### O que se pede
Substitua "indiferença" por "apatia" no trecho do texto sobre a lisonja entre "Nós, os portugueses, o" e "a lado nenhum.", inclusive, e transcreva esse trecho já alterado.

### Texto de leitura
□ □ □ □
A pandemia da lisonja

Nós, os portugueses, o melhor povo do mundo, começamos a desconfiar de que não somos mesmo o melhor povo do mundo. Pior do que isso: ser o melhor povo do mundo já não nos diz nada. É o que acontece quando se repete 50 vezes a mesma palavra – perde o seu significado e torna-se um som desprovido de sentido. À força de sermos constantemente apodados de melhor povo do mundo, o orgulho pátrio caiu na indiferença. Até já se ouve pelos cafés vários portugueses a lamuriarem-se de que enquanto formos o melhor povo do mundo isto não vai a lado nenhum. 

A culpa foi da pandemia que trouxe consigo um surto de lisonja como não se via desde 2012, quando Vítor Gaspar afirmou no Parlamento que o povo português era “o melhor povo do mundo e o melhor activo de Portugal”. Estas declarações foram feitas nos tempos da troika, num período de grande turbulência social e económica. É provável que D. José I no dia 2 de Novembro de 1755 também tenha dito que o maior terramoto do século XVIII só podia atingir o melhor povo do mundo. Seria refrescante que na próxima crise os nossos governantes dissessem o seguinte: “A nossa economia entrou em colapso, o desemprego atingiu níveis históricos e mais de metade do país está a ser devastada por incêndios incontroláveis. É nestes momentos difíceis que temos a certeza de que não podemos confiar nem contar convosco, porque vocês, portugueses, são o pior povo do mundo.”
□ □ □ □
### Dados
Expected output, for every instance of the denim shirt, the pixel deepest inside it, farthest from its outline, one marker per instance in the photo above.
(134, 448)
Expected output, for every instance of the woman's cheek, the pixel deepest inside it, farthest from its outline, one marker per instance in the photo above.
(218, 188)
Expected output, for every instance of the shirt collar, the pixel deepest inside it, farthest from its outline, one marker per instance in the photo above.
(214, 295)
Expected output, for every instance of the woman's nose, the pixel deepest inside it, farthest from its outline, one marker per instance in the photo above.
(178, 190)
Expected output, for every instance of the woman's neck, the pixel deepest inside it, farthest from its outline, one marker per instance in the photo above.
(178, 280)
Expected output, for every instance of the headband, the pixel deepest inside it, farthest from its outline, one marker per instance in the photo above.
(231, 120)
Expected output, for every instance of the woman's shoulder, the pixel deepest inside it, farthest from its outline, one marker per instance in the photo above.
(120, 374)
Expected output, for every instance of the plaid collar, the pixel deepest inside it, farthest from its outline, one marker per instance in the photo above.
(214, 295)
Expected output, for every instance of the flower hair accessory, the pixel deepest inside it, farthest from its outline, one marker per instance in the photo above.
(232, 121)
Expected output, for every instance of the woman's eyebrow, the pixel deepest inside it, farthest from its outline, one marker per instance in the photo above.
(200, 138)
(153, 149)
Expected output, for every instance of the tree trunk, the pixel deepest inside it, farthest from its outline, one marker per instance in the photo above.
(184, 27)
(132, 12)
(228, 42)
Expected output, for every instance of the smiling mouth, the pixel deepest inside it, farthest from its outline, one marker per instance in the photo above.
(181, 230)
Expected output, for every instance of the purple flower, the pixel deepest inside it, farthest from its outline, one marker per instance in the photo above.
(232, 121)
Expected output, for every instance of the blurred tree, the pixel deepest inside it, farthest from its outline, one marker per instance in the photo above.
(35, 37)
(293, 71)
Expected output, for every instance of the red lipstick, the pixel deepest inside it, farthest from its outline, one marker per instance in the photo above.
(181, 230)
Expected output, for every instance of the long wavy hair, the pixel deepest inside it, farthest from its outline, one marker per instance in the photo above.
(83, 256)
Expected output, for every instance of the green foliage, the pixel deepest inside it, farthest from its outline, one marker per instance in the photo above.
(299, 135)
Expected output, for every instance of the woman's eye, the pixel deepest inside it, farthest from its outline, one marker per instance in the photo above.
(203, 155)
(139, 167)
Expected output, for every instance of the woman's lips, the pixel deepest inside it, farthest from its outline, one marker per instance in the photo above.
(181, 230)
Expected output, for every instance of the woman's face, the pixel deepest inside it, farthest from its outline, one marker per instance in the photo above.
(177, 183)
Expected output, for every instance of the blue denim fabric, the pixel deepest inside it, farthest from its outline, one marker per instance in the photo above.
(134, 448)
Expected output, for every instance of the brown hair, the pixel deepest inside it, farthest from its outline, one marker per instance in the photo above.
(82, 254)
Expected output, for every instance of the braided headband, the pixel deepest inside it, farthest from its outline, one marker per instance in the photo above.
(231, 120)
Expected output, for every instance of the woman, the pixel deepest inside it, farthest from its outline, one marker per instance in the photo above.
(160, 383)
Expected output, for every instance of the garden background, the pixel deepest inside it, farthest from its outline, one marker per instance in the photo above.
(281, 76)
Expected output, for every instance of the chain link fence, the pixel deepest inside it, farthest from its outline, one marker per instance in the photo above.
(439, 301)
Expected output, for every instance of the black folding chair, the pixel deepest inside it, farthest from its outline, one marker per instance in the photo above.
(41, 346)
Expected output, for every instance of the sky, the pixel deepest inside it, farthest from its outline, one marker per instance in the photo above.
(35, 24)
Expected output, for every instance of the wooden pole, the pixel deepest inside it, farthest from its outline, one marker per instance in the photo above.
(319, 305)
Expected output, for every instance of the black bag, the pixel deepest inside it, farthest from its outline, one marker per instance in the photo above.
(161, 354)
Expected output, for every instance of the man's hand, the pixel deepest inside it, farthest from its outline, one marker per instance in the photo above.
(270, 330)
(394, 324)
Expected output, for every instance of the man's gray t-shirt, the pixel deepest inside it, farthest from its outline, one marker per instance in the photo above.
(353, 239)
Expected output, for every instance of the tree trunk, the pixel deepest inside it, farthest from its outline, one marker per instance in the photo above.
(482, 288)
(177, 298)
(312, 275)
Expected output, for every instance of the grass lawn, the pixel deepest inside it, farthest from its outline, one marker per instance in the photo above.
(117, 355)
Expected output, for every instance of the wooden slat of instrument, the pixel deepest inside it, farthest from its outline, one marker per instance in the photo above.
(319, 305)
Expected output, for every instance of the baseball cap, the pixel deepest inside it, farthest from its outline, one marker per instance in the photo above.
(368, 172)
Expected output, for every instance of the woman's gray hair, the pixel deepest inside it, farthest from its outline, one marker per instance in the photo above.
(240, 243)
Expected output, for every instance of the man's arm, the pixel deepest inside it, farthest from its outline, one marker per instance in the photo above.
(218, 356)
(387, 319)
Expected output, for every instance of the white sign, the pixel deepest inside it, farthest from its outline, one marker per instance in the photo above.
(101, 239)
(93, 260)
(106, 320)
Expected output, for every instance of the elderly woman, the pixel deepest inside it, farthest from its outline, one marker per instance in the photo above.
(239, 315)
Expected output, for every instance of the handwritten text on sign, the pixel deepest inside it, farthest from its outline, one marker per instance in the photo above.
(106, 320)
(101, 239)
□ □ □ □
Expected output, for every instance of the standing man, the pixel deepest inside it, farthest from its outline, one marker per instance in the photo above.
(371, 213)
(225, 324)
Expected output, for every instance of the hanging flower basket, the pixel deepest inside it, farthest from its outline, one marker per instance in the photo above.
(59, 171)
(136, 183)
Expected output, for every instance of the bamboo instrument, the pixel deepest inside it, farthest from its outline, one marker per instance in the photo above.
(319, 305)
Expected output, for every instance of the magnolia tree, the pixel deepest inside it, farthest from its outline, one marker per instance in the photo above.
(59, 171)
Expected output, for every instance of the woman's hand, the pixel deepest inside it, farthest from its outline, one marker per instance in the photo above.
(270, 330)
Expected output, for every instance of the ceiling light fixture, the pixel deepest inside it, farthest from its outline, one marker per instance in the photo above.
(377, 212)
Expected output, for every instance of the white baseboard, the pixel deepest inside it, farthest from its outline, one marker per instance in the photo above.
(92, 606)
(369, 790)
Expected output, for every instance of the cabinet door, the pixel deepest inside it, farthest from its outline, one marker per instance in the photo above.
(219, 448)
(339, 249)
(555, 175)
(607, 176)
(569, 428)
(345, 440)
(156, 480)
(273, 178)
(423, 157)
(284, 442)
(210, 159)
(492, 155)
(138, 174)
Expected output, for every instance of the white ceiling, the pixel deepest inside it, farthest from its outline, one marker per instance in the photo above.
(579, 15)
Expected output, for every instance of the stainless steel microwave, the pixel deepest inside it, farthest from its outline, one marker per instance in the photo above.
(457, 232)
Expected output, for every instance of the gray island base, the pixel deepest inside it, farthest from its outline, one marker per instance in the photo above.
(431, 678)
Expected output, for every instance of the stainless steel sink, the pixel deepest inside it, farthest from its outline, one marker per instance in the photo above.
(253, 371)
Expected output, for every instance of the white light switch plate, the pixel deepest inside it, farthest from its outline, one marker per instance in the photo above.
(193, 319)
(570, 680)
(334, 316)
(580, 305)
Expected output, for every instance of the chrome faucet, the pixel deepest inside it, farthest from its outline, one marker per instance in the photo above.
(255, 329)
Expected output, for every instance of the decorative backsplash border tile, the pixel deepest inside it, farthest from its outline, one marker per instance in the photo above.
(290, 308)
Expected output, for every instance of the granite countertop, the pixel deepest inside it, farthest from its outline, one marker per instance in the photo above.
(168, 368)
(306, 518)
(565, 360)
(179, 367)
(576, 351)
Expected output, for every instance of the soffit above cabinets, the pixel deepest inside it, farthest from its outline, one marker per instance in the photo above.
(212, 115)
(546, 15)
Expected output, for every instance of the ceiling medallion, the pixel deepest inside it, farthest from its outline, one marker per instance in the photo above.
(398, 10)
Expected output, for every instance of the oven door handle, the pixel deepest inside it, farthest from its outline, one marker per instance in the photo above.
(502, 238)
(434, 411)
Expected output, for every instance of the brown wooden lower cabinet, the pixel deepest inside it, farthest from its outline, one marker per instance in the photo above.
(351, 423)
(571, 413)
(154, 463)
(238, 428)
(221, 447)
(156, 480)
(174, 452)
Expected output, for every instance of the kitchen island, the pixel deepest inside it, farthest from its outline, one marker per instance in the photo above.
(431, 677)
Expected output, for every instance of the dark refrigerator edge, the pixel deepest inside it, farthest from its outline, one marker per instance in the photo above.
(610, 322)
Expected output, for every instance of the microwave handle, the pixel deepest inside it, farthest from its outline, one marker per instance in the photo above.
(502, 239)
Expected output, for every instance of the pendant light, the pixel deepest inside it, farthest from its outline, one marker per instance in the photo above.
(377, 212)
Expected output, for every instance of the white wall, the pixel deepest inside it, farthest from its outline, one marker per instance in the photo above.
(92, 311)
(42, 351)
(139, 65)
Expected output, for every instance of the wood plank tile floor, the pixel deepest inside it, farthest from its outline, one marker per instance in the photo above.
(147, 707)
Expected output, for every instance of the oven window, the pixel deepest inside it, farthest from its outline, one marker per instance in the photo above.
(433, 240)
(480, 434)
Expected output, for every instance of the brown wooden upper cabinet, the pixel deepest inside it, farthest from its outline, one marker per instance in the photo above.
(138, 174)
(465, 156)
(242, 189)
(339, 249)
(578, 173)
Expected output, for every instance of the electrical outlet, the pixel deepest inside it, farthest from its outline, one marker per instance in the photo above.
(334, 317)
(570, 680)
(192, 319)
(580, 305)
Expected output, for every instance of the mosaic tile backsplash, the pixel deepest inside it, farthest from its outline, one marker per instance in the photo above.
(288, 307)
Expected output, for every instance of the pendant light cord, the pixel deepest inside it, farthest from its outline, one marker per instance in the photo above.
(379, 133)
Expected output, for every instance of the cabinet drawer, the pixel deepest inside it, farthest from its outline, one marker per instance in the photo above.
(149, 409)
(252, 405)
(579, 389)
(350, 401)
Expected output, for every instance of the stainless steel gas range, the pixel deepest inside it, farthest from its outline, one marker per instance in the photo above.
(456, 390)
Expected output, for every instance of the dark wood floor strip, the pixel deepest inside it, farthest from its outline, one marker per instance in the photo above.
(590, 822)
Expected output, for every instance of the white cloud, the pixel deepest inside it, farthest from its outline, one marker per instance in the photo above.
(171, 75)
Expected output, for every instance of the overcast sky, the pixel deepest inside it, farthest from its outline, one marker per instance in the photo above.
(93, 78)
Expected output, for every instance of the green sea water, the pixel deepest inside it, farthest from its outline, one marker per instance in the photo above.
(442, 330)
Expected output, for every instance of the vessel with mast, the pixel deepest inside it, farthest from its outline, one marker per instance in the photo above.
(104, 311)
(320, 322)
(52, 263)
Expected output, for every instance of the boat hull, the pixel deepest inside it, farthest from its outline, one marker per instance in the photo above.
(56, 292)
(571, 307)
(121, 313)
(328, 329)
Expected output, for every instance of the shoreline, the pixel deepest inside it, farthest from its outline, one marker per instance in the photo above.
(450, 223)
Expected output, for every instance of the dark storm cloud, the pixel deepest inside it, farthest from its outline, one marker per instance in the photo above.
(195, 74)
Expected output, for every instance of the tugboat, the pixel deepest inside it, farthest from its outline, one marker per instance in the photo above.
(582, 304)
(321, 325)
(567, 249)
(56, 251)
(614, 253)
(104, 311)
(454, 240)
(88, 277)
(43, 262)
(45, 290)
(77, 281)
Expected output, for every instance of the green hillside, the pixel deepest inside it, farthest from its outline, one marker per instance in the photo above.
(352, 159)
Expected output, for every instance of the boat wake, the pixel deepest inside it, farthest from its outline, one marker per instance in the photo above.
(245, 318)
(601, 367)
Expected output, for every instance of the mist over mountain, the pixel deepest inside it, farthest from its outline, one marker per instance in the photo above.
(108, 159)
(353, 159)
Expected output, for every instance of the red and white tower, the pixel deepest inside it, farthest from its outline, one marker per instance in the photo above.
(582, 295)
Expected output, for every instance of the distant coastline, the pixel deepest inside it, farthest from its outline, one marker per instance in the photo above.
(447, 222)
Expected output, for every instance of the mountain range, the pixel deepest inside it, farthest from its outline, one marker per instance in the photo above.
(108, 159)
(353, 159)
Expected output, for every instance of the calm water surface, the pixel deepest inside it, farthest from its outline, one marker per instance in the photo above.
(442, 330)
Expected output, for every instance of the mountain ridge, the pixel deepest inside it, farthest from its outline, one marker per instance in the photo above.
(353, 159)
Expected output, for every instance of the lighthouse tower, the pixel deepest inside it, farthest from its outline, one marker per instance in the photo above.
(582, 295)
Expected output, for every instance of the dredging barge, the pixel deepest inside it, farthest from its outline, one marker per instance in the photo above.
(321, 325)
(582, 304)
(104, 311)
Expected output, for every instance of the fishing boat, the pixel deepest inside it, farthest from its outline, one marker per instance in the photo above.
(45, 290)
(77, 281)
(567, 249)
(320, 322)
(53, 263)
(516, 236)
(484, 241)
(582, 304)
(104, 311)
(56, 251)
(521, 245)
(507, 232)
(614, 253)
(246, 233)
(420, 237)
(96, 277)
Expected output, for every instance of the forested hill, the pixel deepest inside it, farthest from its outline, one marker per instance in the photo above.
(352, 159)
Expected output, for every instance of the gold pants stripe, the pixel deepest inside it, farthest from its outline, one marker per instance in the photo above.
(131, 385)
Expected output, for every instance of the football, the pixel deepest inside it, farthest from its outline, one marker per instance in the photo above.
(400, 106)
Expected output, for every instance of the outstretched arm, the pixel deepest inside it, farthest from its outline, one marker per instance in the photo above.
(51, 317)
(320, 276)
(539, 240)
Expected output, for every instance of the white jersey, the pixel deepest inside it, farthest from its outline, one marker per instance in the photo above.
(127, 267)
□ □ □ □
### Resolução
Nós, os portugueses, o melhor povo do mundo, começamos a desconfiar de que não somos mesmo o melhor povo do mundo. Pior do que isso: ser o melhor povo do mundo já não nos diz nada. É o que acontece quando se repete 50 vezes a mesma palavra – perde o seu significado e torna-se um som desprovido de sentido. À força de sermos constantemente apodados de melhor povo do mundo, o orgulho pátrio caiu na apatia. Até já se ouve pelos cafés vários portugueses a lamuriarem-se de que enquanto formos o melhor povo do mundo isto não vai a lado nenhum.